* Required task A:
Translate this sentence from the passage on Browning's summers into Spanish: "Milsand insisted that his friend should instantly return."

--- Start of Text extract ---

Poems on Classical Subjects


During these years, 1869-1878, Browning's outward life maintained its
accustomed ways. In the summer of 1869 he wandered with his son and his
sister, in company with his friends of Italian days, the Storys, in
Scotland, and at Lock Luichart Lodge visited Lady Ashburton.[103] Three
summers, those of 1870, 1872 and 1873 were spent at Saint-Aubin, a wild
"un-Murrayed" village on the coast of Normandy, where Milsand occupied a
little cottage hard by. At night the light-house of Havre shot forth its
beam, and it was with "a thrill" that Browning saw far off the spot
where he had once sojourned with his wife.[104] "I don't think we were
ever quite so thoroughly washed by the sea-air from all quarters as
here," he wrote in August 1870. Every morning, as Mme. Blanc (Th.
Bentzon) tells us, he might be seen "walking along the sands with the
small Greek copy of Homer which was his constant companion. On Sunday he
went with the Milsands ... to a service held in the chapel of the
Chateau Blagny, at Lion-sur-Mer, for the few Protestants of that region.
They were generally accompanied by a young Huguenot peasant, their
neighbour, and Browning with the courtesy he showed to every woman, used
to take a little bag from the hands of the strong Norman girl,
notwithstanding her entreaties." The visit of 1870 was saddened by the
knowledge of what France was suffering during the progress of the war.
He lingered as long as possible for the sake of comradeship with
Milsand, around whose shoulder Browning's arm would often lie as they
walked together on the beach.[105] But communication with England became
daily more and more difficult. Milsand insisted that his friend should
instantly return. It is said by Mme. Blanc that Browning was actually
suspected by the peasants of a neighbouring village of being a Prussian
spy. Not without difficulty he and his sister reached Honfleur, where an
English cattle-boat was found preparing to start at midnight for
Southampton.

--- End of Text extract ---
--- Start of Input records ---

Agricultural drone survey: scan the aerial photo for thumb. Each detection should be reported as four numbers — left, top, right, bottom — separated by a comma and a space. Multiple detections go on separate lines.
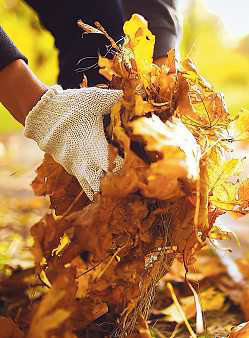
80, 87, 123, 115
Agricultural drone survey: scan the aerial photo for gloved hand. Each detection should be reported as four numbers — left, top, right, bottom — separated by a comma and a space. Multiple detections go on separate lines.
24, 85, 122, 200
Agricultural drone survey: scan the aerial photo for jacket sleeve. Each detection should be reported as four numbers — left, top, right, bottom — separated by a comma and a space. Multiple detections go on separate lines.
122, 0, 180, 58
0, 27, 28, 70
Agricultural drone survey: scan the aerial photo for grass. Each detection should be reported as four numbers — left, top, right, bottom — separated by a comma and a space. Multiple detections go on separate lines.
0, 105, 22, 134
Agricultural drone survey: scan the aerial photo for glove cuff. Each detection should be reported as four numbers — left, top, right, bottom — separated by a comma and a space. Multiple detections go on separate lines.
24, 85, 63, 145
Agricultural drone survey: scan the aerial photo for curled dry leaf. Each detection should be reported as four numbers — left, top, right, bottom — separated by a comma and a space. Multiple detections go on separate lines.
228, 322, 249, 338
7, 14, 248, 338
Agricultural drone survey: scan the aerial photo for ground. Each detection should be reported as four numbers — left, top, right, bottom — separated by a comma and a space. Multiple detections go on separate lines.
0, 134, 244, 338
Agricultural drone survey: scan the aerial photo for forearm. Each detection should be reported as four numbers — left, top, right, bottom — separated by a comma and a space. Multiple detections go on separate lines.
0, 59, 47, 125
0, 27, 47, 124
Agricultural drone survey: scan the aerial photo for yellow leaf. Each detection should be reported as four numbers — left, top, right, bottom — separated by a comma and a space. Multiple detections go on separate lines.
123, 14, 155, 80
160, 288, 225, 323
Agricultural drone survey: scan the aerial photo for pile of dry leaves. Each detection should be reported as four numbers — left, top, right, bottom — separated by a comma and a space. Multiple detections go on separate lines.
0, 15, 249, 338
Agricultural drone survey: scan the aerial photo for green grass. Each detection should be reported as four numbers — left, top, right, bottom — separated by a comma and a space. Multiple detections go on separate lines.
0, 105, 22, 134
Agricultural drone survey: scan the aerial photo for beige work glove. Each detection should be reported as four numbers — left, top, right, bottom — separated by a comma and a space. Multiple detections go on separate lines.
24, 85, 122, 200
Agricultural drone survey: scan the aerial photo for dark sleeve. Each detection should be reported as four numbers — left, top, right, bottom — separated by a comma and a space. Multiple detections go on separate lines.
24, 0, 123, 89
122, 0, 180, 58
0, 27, 28, 70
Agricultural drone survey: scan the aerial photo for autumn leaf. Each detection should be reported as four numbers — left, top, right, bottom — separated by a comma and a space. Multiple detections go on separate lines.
160, 288, 225, 323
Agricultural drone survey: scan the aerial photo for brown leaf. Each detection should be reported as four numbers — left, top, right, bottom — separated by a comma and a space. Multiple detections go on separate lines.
0, 316, 24, 338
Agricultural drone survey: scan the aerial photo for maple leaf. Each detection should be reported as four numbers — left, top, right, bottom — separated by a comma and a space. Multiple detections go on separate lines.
123, 14, 155, 80
131, 115, 200, 199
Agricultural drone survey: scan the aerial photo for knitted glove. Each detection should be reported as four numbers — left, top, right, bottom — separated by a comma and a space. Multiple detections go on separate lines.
24, 85, 122, 200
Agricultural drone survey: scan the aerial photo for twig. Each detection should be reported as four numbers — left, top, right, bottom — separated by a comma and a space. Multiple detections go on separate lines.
167, 283, 197, 338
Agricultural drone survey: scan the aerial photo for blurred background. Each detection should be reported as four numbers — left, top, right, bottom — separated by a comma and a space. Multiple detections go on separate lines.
0, 0, 249, 337
0, 0, 249, 265
0, 0, 249, 133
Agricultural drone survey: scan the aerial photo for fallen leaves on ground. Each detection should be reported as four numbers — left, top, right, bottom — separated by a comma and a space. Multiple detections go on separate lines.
1, 14, 248, 338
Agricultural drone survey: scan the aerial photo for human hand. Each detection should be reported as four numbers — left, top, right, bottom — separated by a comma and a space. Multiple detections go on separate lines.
24, 86, 122, 200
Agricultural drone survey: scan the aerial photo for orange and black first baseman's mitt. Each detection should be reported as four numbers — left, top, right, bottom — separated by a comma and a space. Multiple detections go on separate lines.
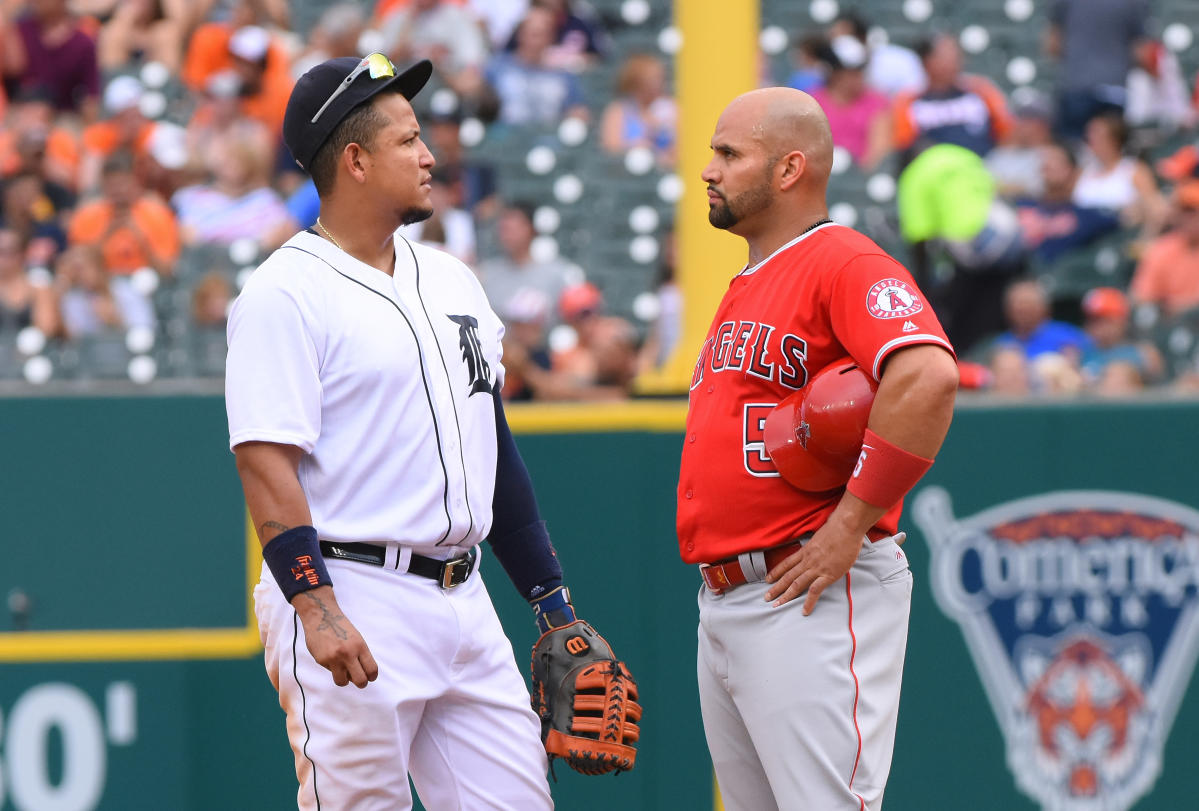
532, 619, 641, 774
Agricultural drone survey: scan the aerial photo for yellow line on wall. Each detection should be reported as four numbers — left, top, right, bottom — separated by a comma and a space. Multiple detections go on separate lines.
0, 400, 687, 662
506, 400, 687, 434
0, 513, 263, 662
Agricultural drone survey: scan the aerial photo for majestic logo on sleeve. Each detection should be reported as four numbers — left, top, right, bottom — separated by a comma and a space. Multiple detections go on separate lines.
447, 316, 492, 397
866, 278, 924, 318
912, 487, 1199, 811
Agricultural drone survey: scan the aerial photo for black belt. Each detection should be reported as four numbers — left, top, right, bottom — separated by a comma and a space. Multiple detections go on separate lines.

--- End of Input records ---

* Required task B:
Please turn part of the listing above into a Markdown table with the columns "Row" (a running row number) and "Line" (the line itself), skipping blank lines. Begin at the listing line that has "Agricultural drone survey: scan the aerial photo for jacket" and stop after the line that has "0, 134, 244, 338".

* Output A:
Milsand insistió en que su amigo regresara de inmediato.

* Output B:
| Row | Line |
|---|---|
| 1 | Agricultural drone survey: scan the aerial photo for jacket sleeve. Each detection should be reported as four numbers — left, top, right, bottom — separated by a comma and a space. Multiple detections go on separate lines. |
| 2 | 122, 0, 180, 58 |
| 3 | 0, 27, 28, 70 |
| 4 | Agricultural drone survey: scan the aerial photo for grass. Each detection should be reported as four numbers — left, top, right, bottom — separated by a comma and a space. Multiple detections go on separate lines. |
| 5 | 0, 105, 22, 134 |
| 6 | Agricultural drone survey: scan the aerial photo for glove cuff. Each detection should be reported as four numbers — left, top, right, bottom — separated by a comma and a space. Multiple detections go on separate lines. |
| 7 | 24, 85, 63, 145 |
| 8 | Agricultural drone survey: scan the aerial photo for curled dry leaf. Each detection should be reported as four numbers — left, top, right, bottom — separated by a comma and a space. Multiple detections go on separate lines. |
| 9 | 228, 322, 249, 338 |
| 10 | 7, 14, 248, 338 |
| 11 | Agricultural drone survey: scan the aerial photo for ground. Each detection should be reported as four numbers — left, top, right, bottom — separated by a comma and a space. Multiple detections go on separate lines. |
| 12 | 0, 134, 244, 338 |